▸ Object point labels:
::::::::::

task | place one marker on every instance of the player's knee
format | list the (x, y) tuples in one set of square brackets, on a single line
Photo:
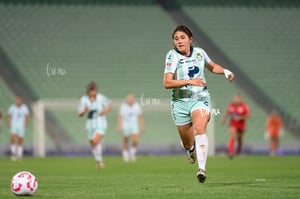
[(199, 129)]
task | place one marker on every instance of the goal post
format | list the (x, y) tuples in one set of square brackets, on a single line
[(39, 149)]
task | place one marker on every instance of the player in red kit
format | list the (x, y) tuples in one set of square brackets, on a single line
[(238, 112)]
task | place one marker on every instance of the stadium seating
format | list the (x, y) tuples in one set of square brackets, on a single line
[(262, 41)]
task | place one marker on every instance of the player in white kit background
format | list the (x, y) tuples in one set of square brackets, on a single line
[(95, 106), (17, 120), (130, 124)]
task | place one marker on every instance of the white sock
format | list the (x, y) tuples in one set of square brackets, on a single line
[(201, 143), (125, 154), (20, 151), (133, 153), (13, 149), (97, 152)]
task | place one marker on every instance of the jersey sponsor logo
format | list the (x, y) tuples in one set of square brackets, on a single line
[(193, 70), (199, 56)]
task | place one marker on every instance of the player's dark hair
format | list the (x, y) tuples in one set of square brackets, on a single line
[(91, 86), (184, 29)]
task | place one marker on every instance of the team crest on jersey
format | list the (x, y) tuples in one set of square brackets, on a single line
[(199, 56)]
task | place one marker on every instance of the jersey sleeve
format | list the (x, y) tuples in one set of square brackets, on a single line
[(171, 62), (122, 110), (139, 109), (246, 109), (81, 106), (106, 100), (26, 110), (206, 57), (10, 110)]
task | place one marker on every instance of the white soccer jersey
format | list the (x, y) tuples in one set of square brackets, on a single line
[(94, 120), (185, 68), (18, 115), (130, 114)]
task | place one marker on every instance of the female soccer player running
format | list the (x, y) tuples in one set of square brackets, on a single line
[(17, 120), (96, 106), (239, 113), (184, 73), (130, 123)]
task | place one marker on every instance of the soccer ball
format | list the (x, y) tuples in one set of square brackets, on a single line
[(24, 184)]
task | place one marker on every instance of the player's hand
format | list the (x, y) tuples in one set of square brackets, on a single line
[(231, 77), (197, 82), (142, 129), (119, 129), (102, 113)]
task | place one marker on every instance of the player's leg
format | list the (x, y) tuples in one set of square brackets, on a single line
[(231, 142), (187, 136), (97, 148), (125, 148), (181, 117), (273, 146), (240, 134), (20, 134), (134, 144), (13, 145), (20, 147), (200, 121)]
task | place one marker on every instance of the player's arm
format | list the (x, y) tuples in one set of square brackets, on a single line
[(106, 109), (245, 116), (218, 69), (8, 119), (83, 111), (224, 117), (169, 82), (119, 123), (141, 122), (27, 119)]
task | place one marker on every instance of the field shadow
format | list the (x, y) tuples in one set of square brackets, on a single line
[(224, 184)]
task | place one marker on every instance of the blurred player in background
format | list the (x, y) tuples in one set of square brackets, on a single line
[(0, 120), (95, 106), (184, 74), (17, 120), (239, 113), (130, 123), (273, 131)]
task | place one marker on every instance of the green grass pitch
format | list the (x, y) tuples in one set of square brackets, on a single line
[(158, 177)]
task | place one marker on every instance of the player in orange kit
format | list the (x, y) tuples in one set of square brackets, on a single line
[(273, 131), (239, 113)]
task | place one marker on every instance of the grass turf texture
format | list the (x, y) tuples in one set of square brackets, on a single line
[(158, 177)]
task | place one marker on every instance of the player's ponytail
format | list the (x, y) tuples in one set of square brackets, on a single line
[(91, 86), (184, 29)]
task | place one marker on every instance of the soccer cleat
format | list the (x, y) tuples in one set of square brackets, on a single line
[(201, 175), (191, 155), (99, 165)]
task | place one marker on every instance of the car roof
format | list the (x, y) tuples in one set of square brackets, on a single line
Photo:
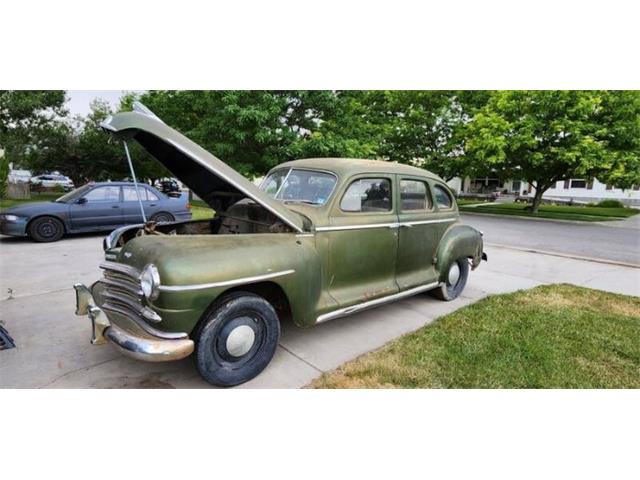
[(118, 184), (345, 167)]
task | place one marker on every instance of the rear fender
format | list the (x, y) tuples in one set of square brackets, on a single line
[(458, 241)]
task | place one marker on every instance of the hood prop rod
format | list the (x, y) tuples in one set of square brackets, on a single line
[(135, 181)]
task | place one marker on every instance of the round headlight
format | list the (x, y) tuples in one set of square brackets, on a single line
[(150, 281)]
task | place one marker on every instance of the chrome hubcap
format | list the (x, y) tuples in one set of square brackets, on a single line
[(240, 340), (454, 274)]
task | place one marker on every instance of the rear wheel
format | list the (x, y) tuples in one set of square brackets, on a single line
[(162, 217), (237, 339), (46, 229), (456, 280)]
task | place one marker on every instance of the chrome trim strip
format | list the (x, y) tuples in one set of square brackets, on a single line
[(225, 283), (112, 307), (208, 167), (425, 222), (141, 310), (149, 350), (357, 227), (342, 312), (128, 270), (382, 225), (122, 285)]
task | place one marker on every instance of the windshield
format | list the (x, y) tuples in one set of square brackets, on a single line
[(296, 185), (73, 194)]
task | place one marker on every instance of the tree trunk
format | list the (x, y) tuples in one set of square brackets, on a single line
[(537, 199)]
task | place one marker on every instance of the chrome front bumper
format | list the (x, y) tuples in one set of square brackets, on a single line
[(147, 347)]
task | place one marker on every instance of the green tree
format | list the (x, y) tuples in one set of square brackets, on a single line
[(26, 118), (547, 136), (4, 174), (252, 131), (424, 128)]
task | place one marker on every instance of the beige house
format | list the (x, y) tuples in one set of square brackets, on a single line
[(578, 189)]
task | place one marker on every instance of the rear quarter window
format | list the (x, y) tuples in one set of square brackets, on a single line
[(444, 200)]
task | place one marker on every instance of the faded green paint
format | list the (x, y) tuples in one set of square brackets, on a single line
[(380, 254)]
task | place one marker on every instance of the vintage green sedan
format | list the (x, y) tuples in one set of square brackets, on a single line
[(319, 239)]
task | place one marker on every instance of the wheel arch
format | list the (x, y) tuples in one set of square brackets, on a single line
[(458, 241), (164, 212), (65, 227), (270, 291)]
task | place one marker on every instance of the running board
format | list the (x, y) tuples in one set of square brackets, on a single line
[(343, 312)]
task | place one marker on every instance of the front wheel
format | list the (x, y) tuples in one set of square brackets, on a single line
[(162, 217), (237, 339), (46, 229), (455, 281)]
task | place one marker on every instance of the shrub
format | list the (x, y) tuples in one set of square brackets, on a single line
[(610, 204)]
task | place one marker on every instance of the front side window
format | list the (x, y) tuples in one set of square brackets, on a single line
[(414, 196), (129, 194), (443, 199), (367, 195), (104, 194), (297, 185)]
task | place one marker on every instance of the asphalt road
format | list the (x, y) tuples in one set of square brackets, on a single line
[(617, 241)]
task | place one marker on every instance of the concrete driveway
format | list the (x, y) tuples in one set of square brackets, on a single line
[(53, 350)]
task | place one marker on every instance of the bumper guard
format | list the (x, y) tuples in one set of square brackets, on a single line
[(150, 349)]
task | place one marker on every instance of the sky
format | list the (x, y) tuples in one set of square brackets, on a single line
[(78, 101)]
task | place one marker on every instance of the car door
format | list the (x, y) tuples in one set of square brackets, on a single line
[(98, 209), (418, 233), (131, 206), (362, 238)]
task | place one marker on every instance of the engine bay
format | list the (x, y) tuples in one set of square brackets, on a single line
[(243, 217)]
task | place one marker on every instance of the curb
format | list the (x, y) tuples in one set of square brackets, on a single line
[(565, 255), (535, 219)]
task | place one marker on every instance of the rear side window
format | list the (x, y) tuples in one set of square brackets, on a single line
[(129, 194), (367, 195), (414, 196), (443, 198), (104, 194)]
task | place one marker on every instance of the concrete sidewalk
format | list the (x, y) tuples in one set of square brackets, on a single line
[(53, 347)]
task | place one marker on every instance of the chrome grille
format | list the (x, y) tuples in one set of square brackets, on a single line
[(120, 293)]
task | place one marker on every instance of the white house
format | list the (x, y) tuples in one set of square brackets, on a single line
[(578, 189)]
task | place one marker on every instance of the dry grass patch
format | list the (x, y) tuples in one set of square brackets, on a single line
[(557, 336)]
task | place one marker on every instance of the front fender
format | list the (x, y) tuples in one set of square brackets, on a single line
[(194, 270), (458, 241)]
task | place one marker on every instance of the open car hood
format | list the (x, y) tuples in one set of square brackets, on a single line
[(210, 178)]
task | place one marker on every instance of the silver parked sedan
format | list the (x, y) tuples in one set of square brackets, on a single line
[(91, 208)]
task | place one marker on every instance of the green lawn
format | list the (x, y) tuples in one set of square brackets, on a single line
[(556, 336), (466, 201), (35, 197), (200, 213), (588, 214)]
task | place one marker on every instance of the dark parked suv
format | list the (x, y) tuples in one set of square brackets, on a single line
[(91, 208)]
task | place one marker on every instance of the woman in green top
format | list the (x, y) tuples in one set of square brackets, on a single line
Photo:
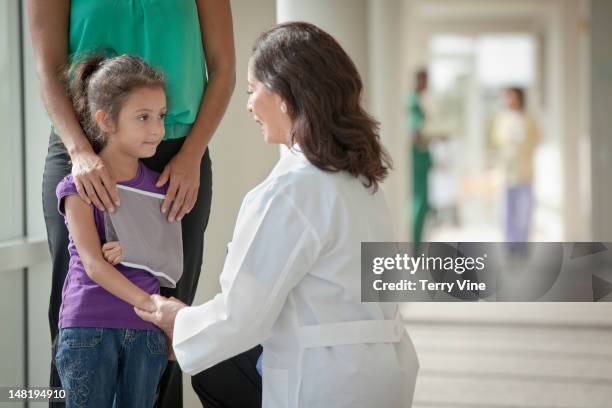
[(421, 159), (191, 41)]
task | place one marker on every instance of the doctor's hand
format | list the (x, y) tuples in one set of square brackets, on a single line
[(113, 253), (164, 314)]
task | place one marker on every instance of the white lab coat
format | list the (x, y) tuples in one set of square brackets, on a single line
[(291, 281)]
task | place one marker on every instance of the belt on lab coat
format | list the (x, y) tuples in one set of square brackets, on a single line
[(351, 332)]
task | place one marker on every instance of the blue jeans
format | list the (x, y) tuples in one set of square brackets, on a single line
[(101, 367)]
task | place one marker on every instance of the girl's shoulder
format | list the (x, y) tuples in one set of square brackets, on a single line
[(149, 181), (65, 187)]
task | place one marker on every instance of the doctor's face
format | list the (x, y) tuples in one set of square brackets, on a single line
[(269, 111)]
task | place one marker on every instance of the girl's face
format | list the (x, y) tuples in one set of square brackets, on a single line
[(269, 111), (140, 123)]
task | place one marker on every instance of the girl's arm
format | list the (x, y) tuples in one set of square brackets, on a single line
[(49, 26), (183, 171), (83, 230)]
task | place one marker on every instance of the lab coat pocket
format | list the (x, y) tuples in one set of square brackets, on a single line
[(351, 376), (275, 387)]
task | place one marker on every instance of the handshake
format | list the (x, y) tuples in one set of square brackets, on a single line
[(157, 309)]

::::::::::

Turn the stretch of the data from the line containing "front side window" through the line containing "[(98, 209), (418, 233), (131, 206), (362, 238)]", both lines included, into a numbered list of those lines only, leaving out any blank lines.

▸ FINISHED EXERCISE:
1. task | place one marker on every instance of the front side window
2. format | list the (x, y) tuples in one set of square brackets, on a single line
3. [(414, 196), (129, 194), (443, 199), (367, 195), (104, 194), (297, 185)]
4. task | place one marker on every instance of the asphalt road
5. format | list the (x, y) tuples in one set of square brackets, on a single line
6. [(617, 241)]
7. task | place one marker on every instance of the concrete driveway
8. format | list the (x, y) tuples in one set of square brackets, on a single line
9. [(53, 350)]
10. task | place one marker on every instance of the bumper guard
11. format | list the (x, y) tuples in one set of square brackets, on a single line
12. [(150, 349)]
13. task | place one marker on every instance of the sky
14. format | list the (x, y) tuples in one set of square brackets, on a single line
15. [(78, 101)]
16. task | place one marker on every instance of the car door
17. format | list the (x, y) tuples in one set of square brackets, on a single line
18. [(98, 209), (418, 233), (131, 206), (362, 238)]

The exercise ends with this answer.